WHAT YOU WILL DO: In the text about Minnesota's prediction market law, which federal act does the CFTC say Congress used to place these markets under federal oversight?

SELECTED TEXT:
::::

Minnesota’s law, part of a broader public safety bill, would make it a felony to operate, host, facilitate, or advertise prediction markets, covering event contracts linked to sports, elections, weather, and a wide range of public occurrences. The measure also allows the state to issue cease-and-desist orders and pursue court enforcement actions against service providers and technology intermediaries connected to these platforms.
CFTC Chairman Michael S. Selig criticized the legislation, stating in a press release, “This Minnesota law turns lawful operators and participants in prediction markets into felons overnight. Minnesota farmers have relied on critical hedging products on weather and crop-related events for decades to mitigate their risks. Governor Walz chose to put special interests first and American farmers and innovators last.”
Federal Jurisdiction and Legal Arguments
The CFTC argues that the law violates the U.S. Constitution by interfering with markets Congress placed under federal oversight through the Commodity Exchange Act. Prediction markets, which allow users to trade contracts on future events for profit, are treated as derivatives under federal law, granting the CFTC exclusive regulatory authority.
“The injury to the United States, moreover, is irreparable and requires immediate injunctive relief. Constitutional violations, including Supremacy Clause violations, are always irreparable,” the complaint states. The CFTC maintains that allowing Minnesota’s law to take effect could irreversibly harm both the federal regulatory framework and participants in these markets.

::::

SUPPLIED MATERIAL:
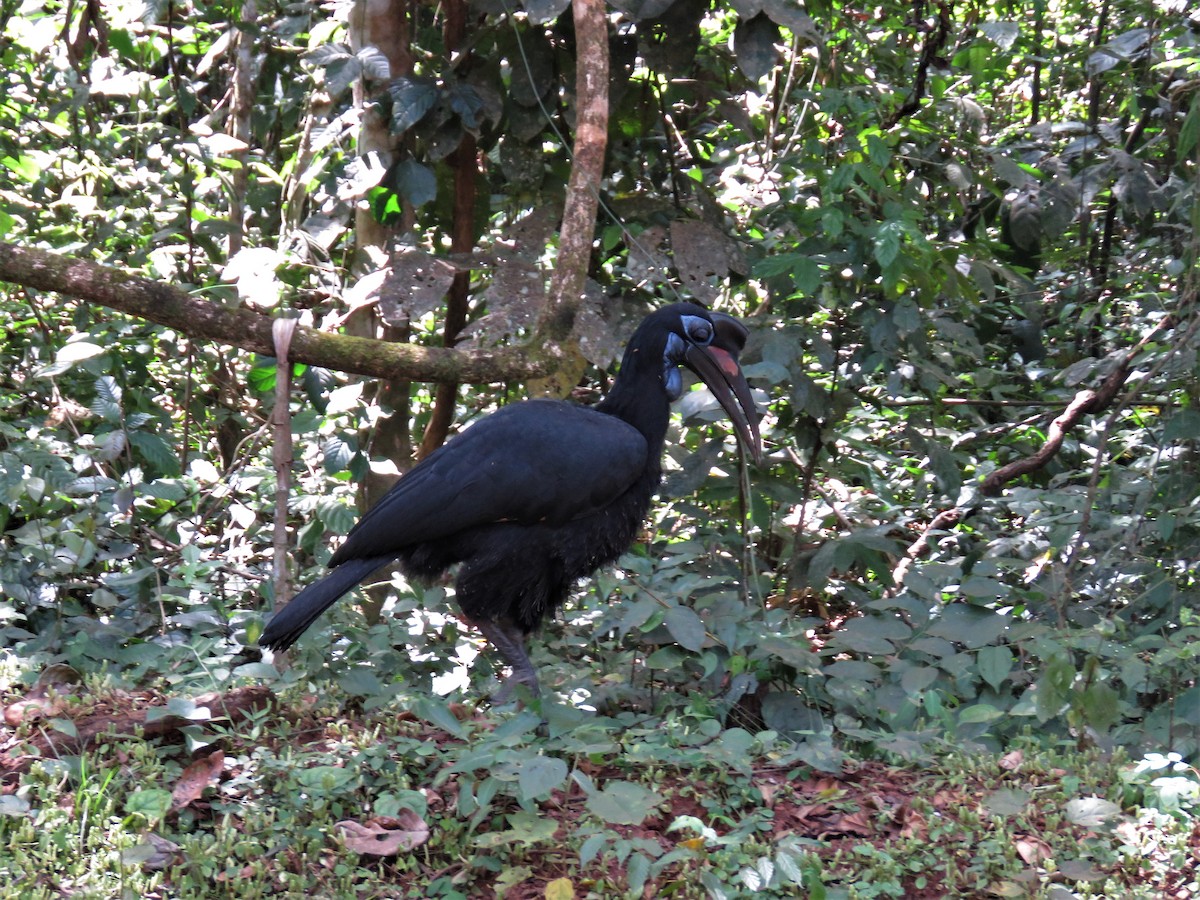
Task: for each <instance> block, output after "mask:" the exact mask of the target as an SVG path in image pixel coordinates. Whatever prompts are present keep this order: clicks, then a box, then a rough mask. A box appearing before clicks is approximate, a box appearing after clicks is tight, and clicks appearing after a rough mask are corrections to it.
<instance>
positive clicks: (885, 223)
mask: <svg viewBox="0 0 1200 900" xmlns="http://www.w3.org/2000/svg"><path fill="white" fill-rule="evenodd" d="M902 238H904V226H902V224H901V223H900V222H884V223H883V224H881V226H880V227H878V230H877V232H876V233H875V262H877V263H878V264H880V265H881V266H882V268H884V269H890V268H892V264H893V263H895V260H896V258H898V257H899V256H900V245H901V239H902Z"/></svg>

::::

ANSWER SPACE: The Commodity Exchange Act.